<<<<

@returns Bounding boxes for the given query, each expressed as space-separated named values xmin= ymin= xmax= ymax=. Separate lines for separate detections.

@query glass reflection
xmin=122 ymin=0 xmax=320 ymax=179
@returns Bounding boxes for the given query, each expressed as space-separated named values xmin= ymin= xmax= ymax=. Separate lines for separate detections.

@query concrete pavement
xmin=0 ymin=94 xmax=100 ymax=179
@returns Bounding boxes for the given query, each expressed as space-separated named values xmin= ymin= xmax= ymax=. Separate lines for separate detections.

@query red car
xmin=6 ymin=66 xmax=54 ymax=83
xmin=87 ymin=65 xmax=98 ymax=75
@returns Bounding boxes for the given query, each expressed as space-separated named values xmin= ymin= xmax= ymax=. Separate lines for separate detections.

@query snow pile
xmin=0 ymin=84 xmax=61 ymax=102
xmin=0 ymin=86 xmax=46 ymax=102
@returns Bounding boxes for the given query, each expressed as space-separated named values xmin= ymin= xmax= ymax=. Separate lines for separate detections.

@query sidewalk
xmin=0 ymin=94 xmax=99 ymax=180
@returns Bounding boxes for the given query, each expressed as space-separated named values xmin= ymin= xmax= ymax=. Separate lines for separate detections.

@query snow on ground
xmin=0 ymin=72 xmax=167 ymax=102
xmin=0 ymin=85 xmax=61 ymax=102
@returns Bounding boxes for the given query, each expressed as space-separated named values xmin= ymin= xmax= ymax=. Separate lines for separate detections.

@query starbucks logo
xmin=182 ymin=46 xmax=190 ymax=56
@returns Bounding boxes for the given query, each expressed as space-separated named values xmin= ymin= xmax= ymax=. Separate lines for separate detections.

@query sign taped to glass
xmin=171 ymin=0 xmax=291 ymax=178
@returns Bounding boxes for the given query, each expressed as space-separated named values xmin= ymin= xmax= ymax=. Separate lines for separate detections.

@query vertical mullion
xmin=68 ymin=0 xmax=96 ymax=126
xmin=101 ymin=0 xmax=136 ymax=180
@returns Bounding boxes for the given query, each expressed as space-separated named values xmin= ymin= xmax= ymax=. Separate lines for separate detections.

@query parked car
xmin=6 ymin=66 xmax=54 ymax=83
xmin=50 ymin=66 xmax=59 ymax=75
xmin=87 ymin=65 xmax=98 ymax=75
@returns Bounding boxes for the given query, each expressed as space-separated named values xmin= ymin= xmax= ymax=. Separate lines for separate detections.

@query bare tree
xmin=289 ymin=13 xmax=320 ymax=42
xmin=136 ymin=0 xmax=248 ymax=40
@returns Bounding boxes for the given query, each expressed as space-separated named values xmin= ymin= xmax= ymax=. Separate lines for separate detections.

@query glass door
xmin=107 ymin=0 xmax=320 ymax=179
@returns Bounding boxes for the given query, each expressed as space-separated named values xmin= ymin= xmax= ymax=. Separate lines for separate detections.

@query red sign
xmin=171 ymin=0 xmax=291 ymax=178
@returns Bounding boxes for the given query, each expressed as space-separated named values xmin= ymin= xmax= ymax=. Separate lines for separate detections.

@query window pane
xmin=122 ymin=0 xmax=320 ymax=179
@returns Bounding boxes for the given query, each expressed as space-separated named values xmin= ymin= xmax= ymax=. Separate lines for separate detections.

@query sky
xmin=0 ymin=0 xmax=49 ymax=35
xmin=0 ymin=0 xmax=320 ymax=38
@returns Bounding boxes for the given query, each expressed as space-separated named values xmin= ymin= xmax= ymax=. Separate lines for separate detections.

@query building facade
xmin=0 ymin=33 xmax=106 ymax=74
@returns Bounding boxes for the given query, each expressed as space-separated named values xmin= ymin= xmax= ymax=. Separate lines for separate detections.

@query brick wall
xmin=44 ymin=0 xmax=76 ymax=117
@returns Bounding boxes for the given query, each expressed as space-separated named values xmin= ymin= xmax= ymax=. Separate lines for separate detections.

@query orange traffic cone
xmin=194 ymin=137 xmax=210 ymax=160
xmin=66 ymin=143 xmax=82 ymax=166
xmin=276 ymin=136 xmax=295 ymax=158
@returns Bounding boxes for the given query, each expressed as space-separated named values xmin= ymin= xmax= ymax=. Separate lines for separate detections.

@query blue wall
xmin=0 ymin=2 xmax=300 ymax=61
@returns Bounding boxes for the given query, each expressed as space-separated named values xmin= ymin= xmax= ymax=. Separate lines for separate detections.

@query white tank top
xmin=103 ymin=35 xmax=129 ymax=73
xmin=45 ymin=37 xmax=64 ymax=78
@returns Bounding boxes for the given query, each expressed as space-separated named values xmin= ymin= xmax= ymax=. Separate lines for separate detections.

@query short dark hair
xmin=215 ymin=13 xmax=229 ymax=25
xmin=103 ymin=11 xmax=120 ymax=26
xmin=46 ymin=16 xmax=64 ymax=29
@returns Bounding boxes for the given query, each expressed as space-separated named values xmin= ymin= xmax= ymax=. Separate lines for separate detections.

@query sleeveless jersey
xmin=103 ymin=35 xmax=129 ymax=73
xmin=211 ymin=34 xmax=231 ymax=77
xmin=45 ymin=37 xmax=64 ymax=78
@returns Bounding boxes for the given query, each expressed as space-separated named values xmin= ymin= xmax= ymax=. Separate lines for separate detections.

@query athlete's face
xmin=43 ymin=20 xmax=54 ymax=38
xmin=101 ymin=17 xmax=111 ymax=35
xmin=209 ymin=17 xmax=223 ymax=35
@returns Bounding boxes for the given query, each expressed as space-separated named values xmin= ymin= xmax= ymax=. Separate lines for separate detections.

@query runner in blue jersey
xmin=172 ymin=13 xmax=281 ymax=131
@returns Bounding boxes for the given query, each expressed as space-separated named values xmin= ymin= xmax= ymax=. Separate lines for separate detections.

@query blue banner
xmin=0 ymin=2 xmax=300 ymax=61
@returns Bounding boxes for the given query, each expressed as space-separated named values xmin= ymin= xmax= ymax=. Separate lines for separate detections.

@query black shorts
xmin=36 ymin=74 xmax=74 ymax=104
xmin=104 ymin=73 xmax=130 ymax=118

>>>>

» GOAL OF THE EXERCISE
Copy every row above verbatim, with no changes.

» THE OUTPUT
@returns Bounding boxes for the given query, each expressed as space-separated named values xmin= ymin= xmax= ymax=. Separate lines for separate detections.

@query glass reflection
xmin=122 ymin=0 xmax=320 ymax=179
@returns Bounding boxes for the given query, each expressed as space-separated named values xmin= ymin= xmax= ymax=. Separate lines for separate detections.

@query concrete pavement
xmin=0 ymin=94 xmax=100 ymax=179
@returns Bounding boxes for the given query, each expressed as space-separated named values xmin= ymin= xmax= ymax=. Separate lines for separate detections.

@query red car
xmin=6 ymin=66 xmax=54 ymax=83
xmin=87 ymin=65 xmax=98 ymax=75
@returns Bounding boxes for the given query, each expressed as space-separated named values xmin= ymin= xmax= ymax=. Separate lines for separate detections.

@query snow pile
xmin=0 ymin=84 xmax=61 ymax=102
xmin=0 ymin=86 xmax=46 ymax=102
@returns Bounding boxes for the given query, each expressed as space-separated named values xmin= ymin= xmax= ymax=. Separate lines for separate detections.

@query sidewalk
xmin=0 ymin=94 xmax=99 ymax=180
@returns Bounding boxes for the given query, each expressed as space-separated named values xmin= ymin= xmax= ymax=. Separate lines for separate detections.

@query snow on ground
xmin=0 ymin=72 xmax=167 ymax=102
xmin=0 ymin=85 xmax=61 ymax=102
@returns Bounding boxes for the given query, each expressed as space-separated named values xmin= ymin= xmax= ymax=. Separate lines for separate detections.

@query starbucks logo
xmin=182 ymin=46 xmax=190 ymax=56
@returns Bounding boxes for the given query, each expressed as space-separated named values xmin= ymin= xmax= ymax=. Separate lines for separate detections.

@query sign taped to glass
xmin=171 ymin=0 xmax=291 ymax=178
@returns Bounding boxes for the given query, each expressed as space-separated named values xmin= ymin= xmax= ymax=. Separate lines for separate detections.

@query vertical mullion
xmin=68 ymin=0 xmax=96 ymax=126
xmin=101 ymin=0 xmax=136 ymax=180
@returns Bounding boxes for the given query, each expressed as space-separated named values xmin= ymin= xmax= ymax=. Separate lines for separate detections.

@query parked car
xmin=6 ymin=66 xmax=54 ymax=83
xmin=50 ymin=66 xmax=59 ymax=75
xmin=87 ymin=65 xmax=98 ymax=75
@returns Bounding boxes for the given query, each expressed as space-separated named values xmin= ymin= xmax= ymax=. Separate lines for separate detections.

@query bare tree
xmin=289 ymin=13 xmax=320 ymax=42
xmin=136 ymin=0 xmax=248 ymax=40
@returns Bounding boxes for the given query, each expressed as space-separated named values xmin= ymin= xmax= ymax=. Separate lines for separate detections.

@query glass door
xmin=107 ymin=0 xmax=320 ymax=179
@returns Bounding boxes for the given query, each expressed as space-separated named values xmin= ymin= xmax= ymax=. Separate lines for separate detections.

@query red sign
xmin=171 ymin=0 xmax=291 ymax=178
@returns Bounding boxes for the given query, each expressed as space-separated named values xmin= ymin= xmax= ymax=. Separate lines for separate detections.

@query window pane
xmin=122 ymin=0 xmax=320 ymax=179
@returns Bounding boxes for the given query, each expressed as space-separated named values xmin= ymin= xmax= ymax=. Separate lines for separate detections.

@query sky
xmin=0 ymin=0 xmax=49 ymax=35
xmin=0 ymin=0 xmax=320 ymax=38
@returns Bounding boxes for the given query, each expressed as space-separated named values xmin= ymin= xmax= ymax=. Separate lines for separate detections.

@query building facade
xmin=0 ymin=33 xmax=106 ymax=74
@returns Bounding boxes for the given query, each expressed as space-separated named values xmin= ymin= xmax= ymax=. Separate lines for separate detections.

@query brick wall
xmin=44 ymin=0 xmax=76 ymax=117
@returns Bounding boxes for the given query, each expressed as space-separated named values xmin= ymin= xmax= ymax=. Separate lines for separate detections.

@query orange traffic cone
xmin=194 ymin=137 xmax=210 ymax=160
xmin=66 ymin=143 xmax=82 ymax=166
xmin=276 ymin=136 xmax=295 ymax=158
@returns Bounding boxes for the given query, each expressed as space-separated named values xmin= ymin= xmax= ymax=. Separate lines for separate detections.

@query blue wall
xmin=0 ymin=2 xmax=300 ymax=61
@returns Bounding boxes for the given query, each expressed as space-separated named values xmin= ymin= xmax= ymax=. Separate lines for separate detections.

@query white tank top
xmin=103 ymin=35 xmax=129 ymax=73
xmin=45 ymin=37 xmax=64 ymax=78
@returns Bounding boxes for the given query, each expressed as space-separated named values xmin= ymin= xmax= ymax=. Separate lines for separate detections.

@query short dark hair
xmin=215 ymin=13 xmax=229 ymax=25
xmin=103 ymin=11 xmax=120 ymax=26
xmin=46 ymin=16 xmax=64 ymax=29
@returns Bounding boxes for the given query, each expressed as space-separated named values xmin= ymin= xmax= ymax=. Separate lines for separate detections.

@query sleeveless jersey
xmin=103 ymin=35 xmax=129 ymax=73
xmin=211 ymin=34 xmax=231 ymax=77
xmin=45 ymin=37 xmax=64 ymax=78
@returns Bounding boxes for the given query, each expressed as space-separated named values xmin= ymin= xmax= ymax=. Separate lines for separate detections.

@query athlete's face
xmin=43 ymin=20 xmax=54 ymax=38
xmin=101 ymin=17 xmax=111 ymax=35
xmin=209 ymin=17 xmax=223 ymax=35
@returns Bounding boxes for the given query, each expressed as space-separated named values xmin= ymin= xmax= ymax=. Separate lines for separate detections.

@query runner in blue jersey
xmin=172 ymin=13 xmax=281 ymax=131
@returns Bounding boxes for the given query, each expressed as space-separated named values xmin= ymin= xmax= ymax=. Separate lines for separate detections.

@query blue banner
xmin=0 ymin=2 xmax=300 ymax=61
@returns Bounding boxes for the given query, each expressed as space-separated named values xmin= ymin= xmax= ymax=. Separate lines for separate detections.

@query black shorts
xmin=36 ymin=74 xmax=74 ymax=104
xmin=104 ymin=73 xmax=130 ymax=118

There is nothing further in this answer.